Der Stadler-Patron soll laut dem Bundesverwaltungsgericht mit einem unzulässigen Trick bei seinem Chalet in St. Moritz Steuern gespart haben. Nun wehrt sich Spuhler und zieht vor Bundesgericht.
Peter Spuhler geht es ums Prinzip. Die 865 495 Franken, um die sich der Gerichtsprozess dreht, schmerzen den Unternehmer nicht, das Vermögen des Stadler-Rail-Präsidenten soll rund 4 Milliarden Franken betragen. Und auch die geschätzten 170 000 Franken Verzugszinsen, die er laut einem Urteil des Bundesverwaltungsgerichts inzwischen noch schuldet, ärgern ihn kaum.
Ihm geht es wohl um etwas anderes: Peter Spuhler, der Inbegriff des Schweizer Unternehmertums, der Patron alter Schule, lebt derzeit mit dem Makel, Steuern umgangen zu haben. Dies besagt das im Januar publizierte Urteil des Bundesverwaltungsgerichts. Ein Urteil, das er nicht nachvollziehen kann und das er auch grundsätzlich falsch findet. Es stelle ihn «und Tausende unbescholtene Bürger unter Generalverdacht».

# [ANFRAGE 1]
Gib den Text über Peter Spuhler beginnend bei „Peter Spuhler geht“ und endend mit „ärgern ihn kaum.“ wieder und ersetze darin „Franken“ durch „Schweizer Franken“.
# [ANFRAGE 2]
Nenne alle Geldbeträge in Franken, die im Text über Peter Spuhler vorkommen.
Die Daten haben mit dem Text über Peter Spuhler nichts zu tun.

# [DATENZEILEN]
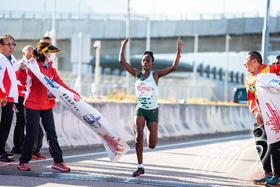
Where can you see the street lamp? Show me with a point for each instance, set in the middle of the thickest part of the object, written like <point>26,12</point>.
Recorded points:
<point>97,45</point>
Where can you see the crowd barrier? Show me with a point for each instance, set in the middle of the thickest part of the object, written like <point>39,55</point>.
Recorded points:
<point>174,120</point>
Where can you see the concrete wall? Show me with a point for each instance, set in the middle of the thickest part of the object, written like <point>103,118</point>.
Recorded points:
<point>174,120</point>
<point>26,29</point>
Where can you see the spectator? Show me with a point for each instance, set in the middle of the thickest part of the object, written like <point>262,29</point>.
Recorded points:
<point>8,92</point>
<point>253,64</point>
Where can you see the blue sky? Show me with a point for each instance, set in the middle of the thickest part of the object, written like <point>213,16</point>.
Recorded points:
<point>144,6</point>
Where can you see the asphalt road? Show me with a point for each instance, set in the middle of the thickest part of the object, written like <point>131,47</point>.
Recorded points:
<point>214,160</point>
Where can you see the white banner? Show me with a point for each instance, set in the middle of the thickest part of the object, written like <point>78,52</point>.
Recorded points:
<point>269,100</point>
<point>115,145</point>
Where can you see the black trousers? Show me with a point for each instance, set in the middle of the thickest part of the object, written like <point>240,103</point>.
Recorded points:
<point>19,129</point>
<point>32,127</point>
<point>262,147</point>
<point>20,124</point>
<point>5,125</point>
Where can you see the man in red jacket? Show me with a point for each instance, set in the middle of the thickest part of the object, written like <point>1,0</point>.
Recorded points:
<point>8,92</point>
<point>253,64</point>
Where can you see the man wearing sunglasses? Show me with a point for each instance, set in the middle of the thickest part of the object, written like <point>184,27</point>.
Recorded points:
<point>8,92</point>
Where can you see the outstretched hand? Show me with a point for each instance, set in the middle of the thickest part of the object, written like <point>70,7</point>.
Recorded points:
<point>124,42</point>
<point>180,44</point>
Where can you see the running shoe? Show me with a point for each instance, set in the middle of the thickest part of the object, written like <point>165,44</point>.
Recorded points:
<point>16,150</point>
<point>274,181</point>
<point>23,167</point>
<point>263,179</point>
<point>139,172</point>
<point>40,156</point>
<point>60,166</point>
<point>5,160</point>
<point>34,157</point>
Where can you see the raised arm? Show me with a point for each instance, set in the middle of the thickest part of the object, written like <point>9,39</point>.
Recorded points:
<point>122,61</point>
<point>175,64</point>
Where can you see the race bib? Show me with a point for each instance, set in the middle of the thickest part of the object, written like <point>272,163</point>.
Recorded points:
<point>144,89</point>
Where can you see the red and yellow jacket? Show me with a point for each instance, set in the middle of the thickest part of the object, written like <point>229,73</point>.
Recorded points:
<point>250,82</point>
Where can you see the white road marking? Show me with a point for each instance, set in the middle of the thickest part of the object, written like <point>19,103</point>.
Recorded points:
<point>160,146</point>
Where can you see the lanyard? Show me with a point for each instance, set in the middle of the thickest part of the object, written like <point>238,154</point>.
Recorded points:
<point>8,59</point>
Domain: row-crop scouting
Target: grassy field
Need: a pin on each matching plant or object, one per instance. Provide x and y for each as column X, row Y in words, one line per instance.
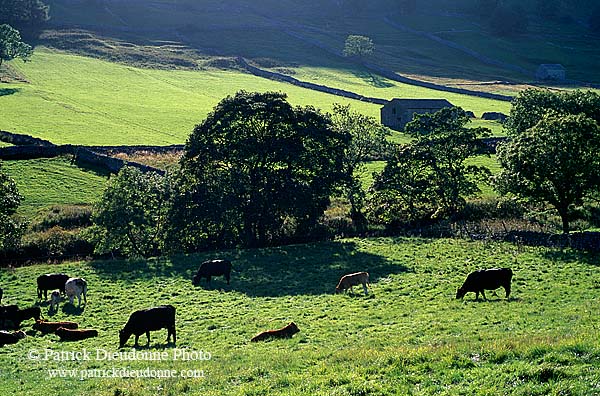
column 44, row 182
column 78, row 100
column 409, row 337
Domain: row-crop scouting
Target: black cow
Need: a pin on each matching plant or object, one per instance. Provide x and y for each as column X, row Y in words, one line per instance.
column 147, row 320
column 10, row 338
column 51, row 282
column 11, row 316
column 489, row 279
column 211, row 268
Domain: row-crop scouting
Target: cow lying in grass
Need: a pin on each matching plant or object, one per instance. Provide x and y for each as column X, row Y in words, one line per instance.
column 212, row 268
column 75, row 335
column 75, row 287
column 50, row 282
column 285, row 332
column 7, row 337
column 147, row 320
column 489, row 279
column 358, row 278
column 50, row 327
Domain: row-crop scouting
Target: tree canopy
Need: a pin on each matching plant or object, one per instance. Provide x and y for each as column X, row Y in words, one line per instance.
column 429, row 177
column 358, row 46
column 11, row 45
column 257, row 170
column 556, row 161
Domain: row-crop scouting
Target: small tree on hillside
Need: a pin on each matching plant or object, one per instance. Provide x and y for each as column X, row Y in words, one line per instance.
column 367, row 140
column 357, row 46
column 556, row 162
column 132, row 213
column 11, row 45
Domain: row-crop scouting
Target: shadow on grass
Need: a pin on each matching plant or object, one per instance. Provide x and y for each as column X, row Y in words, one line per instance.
column 287, row 270
column 8, row 91
column 373, row 79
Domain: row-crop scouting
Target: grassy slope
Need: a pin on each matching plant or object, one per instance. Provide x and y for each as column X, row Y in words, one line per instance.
column 73, row 99
column 44, row 182
column 411, row 337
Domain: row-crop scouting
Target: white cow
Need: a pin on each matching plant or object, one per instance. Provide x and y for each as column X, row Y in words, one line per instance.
column 76, row 287
column 54, row 300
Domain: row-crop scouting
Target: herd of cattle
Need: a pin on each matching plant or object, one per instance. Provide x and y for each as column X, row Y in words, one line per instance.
column 163, row 317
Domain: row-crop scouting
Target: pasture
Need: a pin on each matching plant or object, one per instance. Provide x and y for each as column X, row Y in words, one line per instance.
column 44, row 182
column 71, row 99
column 410, row 337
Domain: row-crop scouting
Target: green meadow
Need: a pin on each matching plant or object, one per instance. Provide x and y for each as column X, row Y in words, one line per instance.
column 80, row 100
column 45, row 182
column 410, row 336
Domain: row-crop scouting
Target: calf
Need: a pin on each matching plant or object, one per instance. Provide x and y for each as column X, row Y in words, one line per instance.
column 54, row 300
column 347, row 281
column 50, row 327
column 7, row 337
column 51, row 282
column 147, row 320
column 211, row 268
column 285, row 332
column 76, row 287
column 489, row 279
column 12, row 318
column 75, row 335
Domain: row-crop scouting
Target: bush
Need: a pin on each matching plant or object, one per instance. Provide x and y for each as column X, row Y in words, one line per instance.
column 65, row 216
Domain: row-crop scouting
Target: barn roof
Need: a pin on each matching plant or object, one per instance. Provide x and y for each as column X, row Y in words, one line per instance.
column 421, row 103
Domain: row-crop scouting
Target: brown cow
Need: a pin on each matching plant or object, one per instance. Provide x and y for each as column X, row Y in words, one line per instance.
column 358, row 278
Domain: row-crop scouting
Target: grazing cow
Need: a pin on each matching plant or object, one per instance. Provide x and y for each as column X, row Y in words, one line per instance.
column 51, row 282
column 489, row 279
column 50, row 327
column 358, row 278
column 211, row 268
column 147, row 320
column 75, row 335
column 76, row 287
column 7, row 337
column 285, row 332
column 12, row 318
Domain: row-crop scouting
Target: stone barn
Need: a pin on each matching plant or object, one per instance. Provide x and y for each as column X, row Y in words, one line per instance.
column 397, row 113
column 554, row 72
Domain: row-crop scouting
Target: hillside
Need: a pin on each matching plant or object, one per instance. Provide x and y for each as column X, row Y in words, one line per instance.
column 440, row 40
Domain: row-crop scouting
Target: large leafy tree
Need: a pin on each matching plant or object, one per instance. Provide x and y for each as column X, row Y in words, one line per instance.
column 557, row 161
column 367, row 141
column 430, row 177
column 11, row 45
column 28, row 16
column 256, row 170
column 531, row 105
column 133, row 213
column 10, row 199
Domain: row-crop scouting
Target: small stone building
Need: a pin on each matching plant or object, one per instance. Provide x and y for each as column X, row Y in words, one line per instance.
column 398, row 112
column 554, row 72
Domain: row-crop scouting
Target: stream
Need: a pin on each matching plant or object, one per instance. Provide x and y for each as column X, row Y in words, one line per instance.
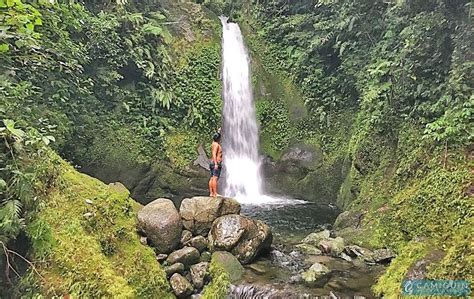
column 277, row 270
column 278, row 273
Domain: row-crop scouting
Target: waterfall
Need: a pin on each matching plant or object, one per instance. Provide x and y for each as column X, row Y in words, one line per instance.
column 241, row 159
column 240, row 132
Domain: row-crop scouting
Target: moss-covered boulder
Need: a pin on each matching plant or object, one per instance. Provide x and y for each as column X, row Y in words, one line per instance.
column 198, row 213
column 316, row 275
column 181, row 286
column 242, row 236
column 161, row 223
column 187, row 255
column 229, row 263
column 90, row 257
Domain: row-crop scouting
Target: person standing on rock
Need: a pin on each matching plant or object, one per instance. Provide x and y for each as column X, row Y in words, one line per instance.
column 215, row 165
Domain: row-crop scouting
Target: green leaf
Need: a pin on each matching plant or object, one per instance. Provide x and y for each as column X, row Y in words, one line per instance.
column 3, row 185
column 10, row 126
column 4, row 48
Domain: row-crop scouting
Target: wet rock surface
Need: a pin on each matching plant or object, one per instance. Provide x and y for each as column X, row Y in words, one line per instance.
column 181, row 286
column 181, row 244
column 229, row 263
column 198, row 213
column 161, row 223
column 187, row 255
column 175, row 268
column 198, row 274
column 240, row 235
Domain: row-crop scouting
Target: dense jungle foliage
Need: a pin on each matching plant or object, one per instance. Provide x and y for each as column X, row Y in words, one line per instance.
column 382, row 88
column 102, row 83
column 387, row 86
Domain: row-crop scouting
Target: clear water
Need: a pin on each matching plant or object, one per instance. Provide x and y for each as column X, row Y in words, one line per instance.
column 292, row 220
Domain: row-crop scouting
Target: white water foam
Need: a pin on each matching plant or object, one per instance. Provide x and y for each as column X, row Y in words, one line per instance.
column 242, row 175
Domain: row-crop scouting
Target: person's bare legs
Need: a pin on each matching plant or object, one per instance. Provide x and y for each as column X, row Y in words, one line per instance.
column 215, row 187
column 211, row 186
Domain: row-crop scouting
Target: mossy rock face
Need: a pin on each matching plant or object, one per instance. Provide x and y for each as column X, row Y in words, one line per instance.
column 287, row 178
column 147, row 183
column 95, row 256
column 229, row 264
column 161, row 223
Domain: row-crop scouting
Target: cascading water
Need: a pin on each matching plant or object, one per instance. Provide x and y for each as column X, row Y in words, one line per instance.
column 240, row 136
column 241, row 157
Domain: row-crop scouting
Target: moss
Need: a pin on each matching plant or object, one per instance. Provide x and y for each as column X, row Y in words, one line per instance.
column 90, row 249
column 220, row 282
column 181, row 148
column 389, row 284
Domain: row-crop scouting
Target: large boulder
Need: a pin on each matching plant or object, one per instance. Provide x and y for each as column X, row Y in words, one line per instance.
column 198, row 213
column 198, row 274
column 199, row 242
column 161, row 223
column 242, row 236
column 315, row 238
column 309, row 249
column 316, row 274
column 332, row 246
column 187, row 256
column 381, row 256
column 175, row 268
column 181, row 286
column 228, row 263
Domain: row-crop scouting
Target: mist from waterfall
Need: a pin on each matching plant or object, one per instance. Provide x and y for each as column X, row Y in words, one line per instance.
column 240, row 132
column 240, row 144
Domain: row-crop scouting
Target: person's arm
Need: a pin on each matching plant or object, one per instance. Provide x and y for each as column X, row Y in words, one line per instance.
column 214, row 154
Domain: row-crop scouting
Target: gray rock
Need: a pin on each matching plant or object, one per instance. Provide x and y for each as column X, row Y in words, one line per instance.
column 355, row 251
column 332, row 246
column 175, row 268
column 198, row 274
column 381, row 256
column 88, row 215
column 295, row 279
column 187, row 255
column 315, row 238
column 199, row 242
column 257, row 268
column 198, row 213
column 315, row 274
column 309, row 249
column 161, row 257
column 242, row 236
column 205, row 256
column 181, row 286
column 345, row 257
column 161, row 223
column 186, row 235
column 229, row 263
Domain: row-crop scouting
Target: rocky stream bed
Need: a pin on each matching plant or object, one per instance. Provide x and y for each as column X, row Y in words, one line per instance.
column 205, row 229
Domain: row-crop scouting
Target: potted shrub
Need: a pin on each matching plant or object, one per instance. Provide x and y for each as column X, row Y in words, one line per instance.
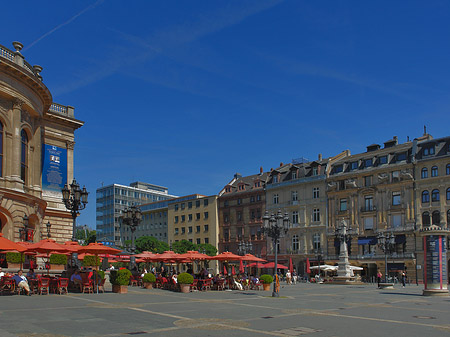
column 14, row 260
column 148, row 280
column 185, row 280
column 57, row 261
column 120, row 280
column 266, row 280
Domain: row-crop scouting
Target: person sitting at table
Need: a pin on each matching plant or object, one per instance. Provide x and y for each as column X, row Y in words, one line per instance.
column 76, row 279
column 31, row 273
column 21, row 282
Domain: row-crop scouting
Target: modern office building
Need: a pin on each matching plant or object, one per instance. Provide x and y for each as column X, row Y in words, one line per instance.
column 112, row 199
column 36, row 152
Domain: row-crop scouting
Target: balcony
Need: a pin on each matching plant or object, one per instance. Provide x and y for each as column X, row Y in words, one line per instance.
column 368, row 208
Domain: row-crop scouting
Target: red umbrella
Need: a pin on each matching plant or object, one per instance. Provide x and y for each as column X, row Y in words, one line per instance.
column 6, row 244
column 241, row 267
column 272, row 265
column 226, row 256
column 47, row 246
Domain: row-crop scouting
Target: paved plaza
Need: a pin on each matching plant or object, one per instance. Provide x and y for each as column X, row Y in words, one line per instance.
column 302, row 310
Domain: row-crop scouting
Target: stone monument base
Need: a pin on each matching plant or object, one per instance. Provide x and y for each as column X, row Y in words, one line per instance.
column 386, row 285
column 435, row 292
column 347, row 280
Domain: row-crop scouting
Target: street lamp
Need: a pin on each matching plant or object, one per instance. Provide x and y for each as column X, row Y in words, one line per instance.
column 245, row 247
column 386, row 241
column 132, row 216
column 275, row 226
column 75, row 199
column 48, row 229
column 23, row 232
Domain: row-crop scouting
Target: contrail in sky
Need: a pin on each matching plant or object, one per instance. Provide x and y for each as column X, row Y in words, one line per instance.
column 64, row 23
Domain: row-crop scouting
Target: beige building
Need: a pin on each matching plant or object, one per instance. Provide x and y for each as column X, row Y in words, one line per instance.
column 374, row 192
column 299, row 189
column 37, row 149
column 193, row 218
column 432, row 185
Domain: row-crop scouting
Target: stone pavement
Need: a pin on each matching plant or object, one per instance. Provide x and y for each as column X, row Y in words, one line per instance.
column 303, row 310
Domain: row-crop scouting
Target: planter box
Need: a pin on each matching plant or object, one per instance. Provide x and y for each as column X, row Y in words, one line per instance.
column 185, row 288
column 59, row 267
column 148, row 285
column 266, row 286
column 120, row 289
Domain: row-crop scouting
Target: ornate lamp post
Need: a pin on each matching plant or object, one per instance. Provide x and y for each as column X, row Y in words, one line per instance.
column 245, row 247
column 48, row 229
column 386, row 241
column 275, row 226
column 75, row 199
column 23, row 232
column 132, row 216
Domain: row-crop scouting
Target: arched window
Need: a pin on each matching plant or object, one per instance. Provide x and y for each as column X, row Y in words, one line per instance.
column 425, row 196
column 435, row 195
column 1, row 149
column 426, row 219
column 424, row 173
column 436, row 218
column 24, row 156
column 434, row 171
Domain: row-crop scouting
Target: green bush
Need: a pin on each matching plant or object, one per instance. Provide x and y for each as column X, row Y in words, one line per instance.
column 149, row 278
column 58, row 259
column 266, row 278
column 91, row 261
column 12, row 257
column 185, row 278
column 120, row 277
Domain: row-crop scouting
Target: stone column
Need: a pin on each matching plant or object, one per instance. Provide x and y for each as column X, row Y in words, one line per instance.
column 14, row 171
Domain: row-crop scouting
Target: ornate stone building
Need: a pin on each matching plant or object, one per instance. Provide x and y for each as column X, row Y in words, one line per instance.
column 241, row 207
column 299, row 189
column 36, row 152
column 374, row 192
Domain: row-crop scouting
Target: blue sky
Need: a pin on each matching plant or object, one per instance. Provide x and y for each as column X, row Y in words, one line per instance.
column 184, row 94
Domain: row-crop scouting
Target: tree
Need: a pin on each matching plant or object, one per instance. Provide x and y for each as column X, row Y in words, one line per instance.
column 207, row 249
column 151, row 244
column 183, row 246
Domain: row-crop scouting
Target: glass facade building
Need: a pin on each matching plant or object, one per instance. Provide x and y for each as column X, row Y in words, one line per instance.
column 112, row 199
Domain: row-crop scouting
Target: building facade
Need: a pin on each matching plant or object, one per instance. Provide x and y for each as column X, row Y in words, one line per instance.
column 299, row 189
column 36, row 152
column 374, row 193
column 432, row 185
column 113, row 199
column 193, row 218
column 241, row 207
column 154, row 221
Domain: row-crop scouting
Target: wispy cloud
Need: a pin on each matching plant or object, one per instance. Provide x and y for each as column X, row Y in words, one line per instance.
column 203, row 24
column 88, row 8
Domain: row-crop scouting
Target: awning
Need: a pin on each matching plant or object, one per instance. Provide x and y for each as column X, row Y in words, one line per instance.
column 370, row 240
column 400, row 238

# [ERGEBNIS 1]
Peter Spuhler geht es ums Prinzip. Die 865 495 Schweizer Franken, um die sich der Gerichtsprozess dreht, schmerzen den Unternehmer nicht, das Vermögen des Stadler-Rail-Präsidenten soll rund 4 Milliarden Schweizer Franken betragen. Und auch die geschätzten 170 000 Schweizer Franken Verzugszinsen, die er laut einem Urteil des Bundesverwaltungsgerichts inzwischen noch schuldet, ärgern ihn kaum.

# [ERGEBNIS 2]
- 865 495 Franken
- rund 4 Milliarden Franken
- geschätzte 170 000 Franken